DATASET CONTENT:
• • •

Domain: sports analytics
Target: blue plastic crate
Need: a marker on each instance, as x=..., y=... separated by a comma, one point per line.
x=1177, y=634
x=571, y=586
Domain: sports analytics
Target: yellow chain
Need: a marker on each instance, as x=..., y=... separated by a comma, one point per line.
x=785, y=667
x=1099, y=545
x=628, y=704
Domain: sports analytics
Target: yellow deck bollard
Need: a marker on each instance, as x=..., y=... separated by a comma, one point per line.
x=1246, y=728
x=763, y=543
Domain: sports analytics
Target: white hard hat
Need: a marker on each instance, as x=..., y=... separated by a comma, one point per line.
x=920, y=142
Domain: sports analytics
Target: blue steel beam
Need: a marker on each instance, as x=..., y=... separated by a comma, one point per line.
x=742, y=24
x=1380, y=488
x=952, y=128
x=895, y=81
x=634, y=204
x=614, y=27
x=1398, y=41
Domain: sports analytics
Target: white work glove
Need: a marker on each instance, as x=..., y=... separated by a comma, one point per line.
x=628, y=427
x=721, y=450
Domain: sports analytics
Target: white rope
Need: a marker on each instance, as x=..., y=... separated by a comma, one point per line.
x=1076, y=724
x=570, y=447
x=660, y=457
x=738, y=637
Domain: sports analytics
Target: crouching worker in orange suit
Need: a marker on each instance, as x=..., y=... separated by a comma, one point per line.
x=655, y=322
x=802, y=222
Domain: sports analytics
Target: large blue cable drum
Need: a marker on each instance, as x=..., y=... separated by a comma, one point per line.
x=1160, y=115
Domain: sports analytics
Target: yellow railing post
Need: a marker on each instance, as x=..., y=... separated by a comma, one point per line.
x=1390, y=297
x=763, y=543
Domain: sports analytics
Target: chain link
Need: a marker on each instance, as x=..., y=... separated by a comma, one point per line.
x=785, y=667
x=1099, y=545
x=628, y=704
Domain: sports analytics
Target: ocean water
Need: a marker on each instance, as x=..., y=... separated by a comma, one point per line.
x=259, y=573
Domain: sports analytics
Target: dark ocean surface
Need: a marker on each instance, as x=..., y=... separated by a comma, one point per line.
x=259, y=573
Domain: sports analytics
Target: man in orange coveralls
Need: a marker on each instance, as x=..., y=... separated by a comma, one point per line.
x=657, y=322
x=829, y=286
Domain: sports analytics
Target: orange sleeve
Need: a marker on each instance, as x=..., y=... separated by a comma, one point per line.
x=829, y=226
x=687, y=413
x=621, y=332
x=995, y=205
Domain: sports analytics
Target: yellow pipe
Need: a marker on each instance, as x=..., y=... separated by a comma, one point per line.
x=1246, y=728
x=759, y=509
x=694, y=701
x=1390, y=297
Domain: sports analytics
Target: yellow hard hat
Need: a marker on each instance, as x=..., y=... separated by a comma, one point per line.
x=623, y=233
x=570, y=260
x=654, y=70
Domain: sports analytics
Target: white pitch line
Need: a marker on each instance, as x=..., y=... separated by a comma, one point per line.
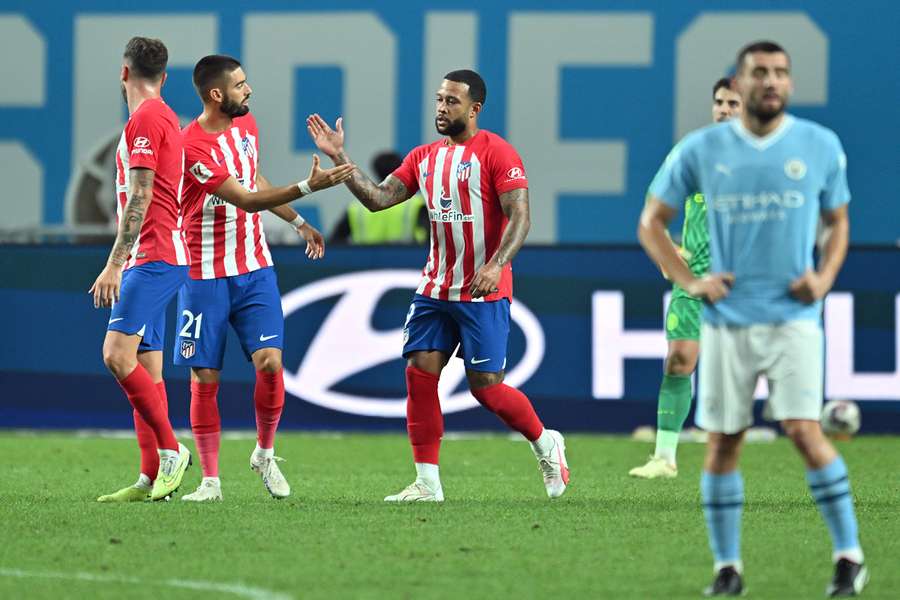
x=237, y=589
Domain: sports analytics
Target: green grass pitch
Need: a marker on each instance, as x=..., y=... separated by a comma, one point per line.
x=496, y=536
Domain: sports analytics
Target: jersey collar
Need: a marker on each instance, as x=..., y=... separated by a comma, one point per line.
x=761, y=143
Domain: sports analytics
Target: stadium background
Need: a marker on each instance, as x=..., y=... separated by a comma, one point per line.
x=592, y=94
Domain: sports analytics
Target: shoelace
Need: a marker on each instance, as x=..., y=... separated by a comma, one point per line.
x=168, y=466
x=416, y=488
x=546, y=467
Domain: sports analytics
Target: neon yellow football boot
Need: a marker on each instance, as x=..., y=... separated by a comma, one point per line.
x=171, y=472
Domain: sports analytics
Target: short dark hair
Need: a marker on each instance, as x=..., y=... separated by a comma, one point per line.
x=477, y=87
x=146, y=57
x=386, y=163
x=209, y=71
x=761, y=46
x=725, y=82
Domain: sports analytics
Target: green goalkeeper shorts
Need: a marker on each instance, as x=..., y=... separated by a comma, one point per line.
x=683, y=318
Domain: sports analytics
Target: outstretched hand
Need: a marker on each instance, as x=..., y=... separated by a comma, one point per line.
x=320, y=179
x=486, y=280
x=809, y=287
x=328, y=140
x=711, y=287
x=107, y=286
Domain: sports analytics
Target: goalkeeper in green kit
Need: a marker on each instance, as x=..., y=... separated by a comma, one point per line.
x=683, y=319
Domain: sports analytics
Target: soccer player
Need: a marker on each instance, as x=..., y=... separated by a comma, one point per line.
x=147, y=264
x=476, y=191
x=766, y=177
x=232, y=278
x=683, y=318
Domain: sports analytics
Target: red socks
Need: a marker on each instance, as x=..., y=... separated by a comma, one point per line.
x=268, y=396
x=146, y=437
x=424, y=421
x=513, y=408
x=206, y=425
x=145, y=397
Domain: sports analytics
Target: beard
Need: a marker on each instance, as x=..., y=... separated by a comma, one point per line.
x=452, y=128
x=234, y=109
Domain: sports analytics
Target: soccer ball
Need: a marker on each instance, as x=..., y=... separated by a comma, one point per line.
x=840, y=417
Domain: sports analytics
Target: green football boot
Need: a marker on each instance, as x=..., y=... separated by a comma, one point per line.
x=132, y=493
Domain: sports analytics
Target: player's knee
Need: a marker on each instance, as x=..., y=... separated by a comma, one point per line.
x=479, y=380
x=205, y=375
x=804, y=434
x=268, y=362
x=430, y=362
x=680, y=362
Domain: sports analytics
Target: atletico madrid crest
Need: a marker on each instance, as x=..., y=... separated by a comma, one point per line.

• • •

GOAL OF THE EXERCISE:
State how many lines of the listing contain the word "goalkeeper". Give only the number.

REPLY:
2